◆ WHAT THIS TASK INVOLVES
Write out the entire SPPF-DW module passage below, reproducing each word and paragraph without alteration.

◆ SOURCE TEXT
3.4.5. SPPF-DW Module

For the task of swarming termite detection, we designed the SPPF-DW module based on the original SPPF module. The core of SPPF is multi-scale max pooling. Pooling operations are inherently a form of downsampling that actively discards a significant amount of detailed information. Although SPPF preserves some information by concatenating features from pooling layers at different scales, after multiple pooling steps, the features of small targets may become extremely weak or even vanish in deeper feature maps. The YOLO series detectors prioritize detection efficiency and perform multiple downsampling operations in the Backbone. As a result, small targets may occupy only a few pixels on low-resolution feature maps, making them difficult to detect effectively.

To address the limitations of the SPPF module, we replaced the max pooling operations in the SPPF module with dilated convolutions. Dilated convolutions introduce gaps (holes) into the standard convolution kernel, thereby expanding the receptive field without losing detailed information. This approach maintains multi-scale receptive fields while avoiding the loss of fine-grained details. Compared to pooling operations, dilated convolutions better preserve edge and texture information. Figure 5 below is dilated convolution.

SPPF-DW employs parallel convolutions to capture receptive fields, differing from the serial pooling structure of the original SPPF module. The improved SPPF-DW module exhibits a stronger capability to retain information, prevents the loss of small target features, and maintains spatial resolution to ensure sufficient representation of small targets. The following diagram illustrates the structure of the SPPF-DW module. Figure 6 below is structural diagram of the SPPF-DW module.

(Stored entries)
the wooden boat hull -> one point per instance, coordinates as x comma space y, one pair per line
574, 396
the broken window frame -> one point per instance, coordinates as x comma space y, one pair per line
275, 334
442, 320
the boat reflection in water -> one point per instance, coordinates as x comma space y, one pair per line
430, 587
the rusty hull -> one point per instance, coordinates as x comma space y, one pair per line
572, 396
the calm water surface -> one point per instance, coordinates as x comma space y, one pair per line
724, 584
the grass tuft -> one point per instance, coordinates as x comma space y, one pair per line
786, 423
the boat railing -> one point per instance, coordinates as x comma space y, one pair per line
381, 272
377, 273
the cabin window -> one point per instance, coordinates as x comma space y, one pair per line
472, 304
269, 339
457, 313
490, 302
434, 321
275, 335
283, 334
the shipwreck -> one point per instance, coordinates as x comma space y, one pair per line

◆ TASK OUTPUT
3.4.5. SPPF-DW Module

For the task of swarming termite detection, we designed the SPPF-DW module based on the original SPPF module. The core of SPPF is multi-scale max pooling. Pooling operations are inherently a form of downsampling that actively discards a significant amount of detailed information. Although SPPF preserves some information by concatenating features from pooling layers at different scales, after multiple pooling steps, the features of small targets may become extremely weak or even vanish in deeper feature maps. The YOLO series detectors prioritize detection efficiency and perform multiple downsampling operations in the Backbone. As a result, small targets may occupy only a few pixels on low-resolution feature maps, making them difficult to detect effectively.

To address the limitations of the SPPF module, we replaced the max pooling operations in the SPPF module with dilated convolutions. Dilated convolutions introduce gaps (holes) into the standard convolution kernel, thereby expanding the receptive field without losing detailed information. This approach maintains multi-scale receptive fields while avoiding the loss of fine-grained details. Compared to pooling operations, dilated convolutions better preserve edge and texture information. Figure 5 below is dilated convolution.

SPPF-DW employs parallel convolutions to capture receptive fields, differing from the serial pooling structure of the original SPPF module. The improved SPPF-DW module exhibits a stronger capability to retain information, prevents the loss of small target features, and maintains spatial resolution to ensure sufficient representation of small targets. The following diagram illustrates the structure of the SPPF-DW module. Figure 6 below is structural diagram of the SPPF-DW module.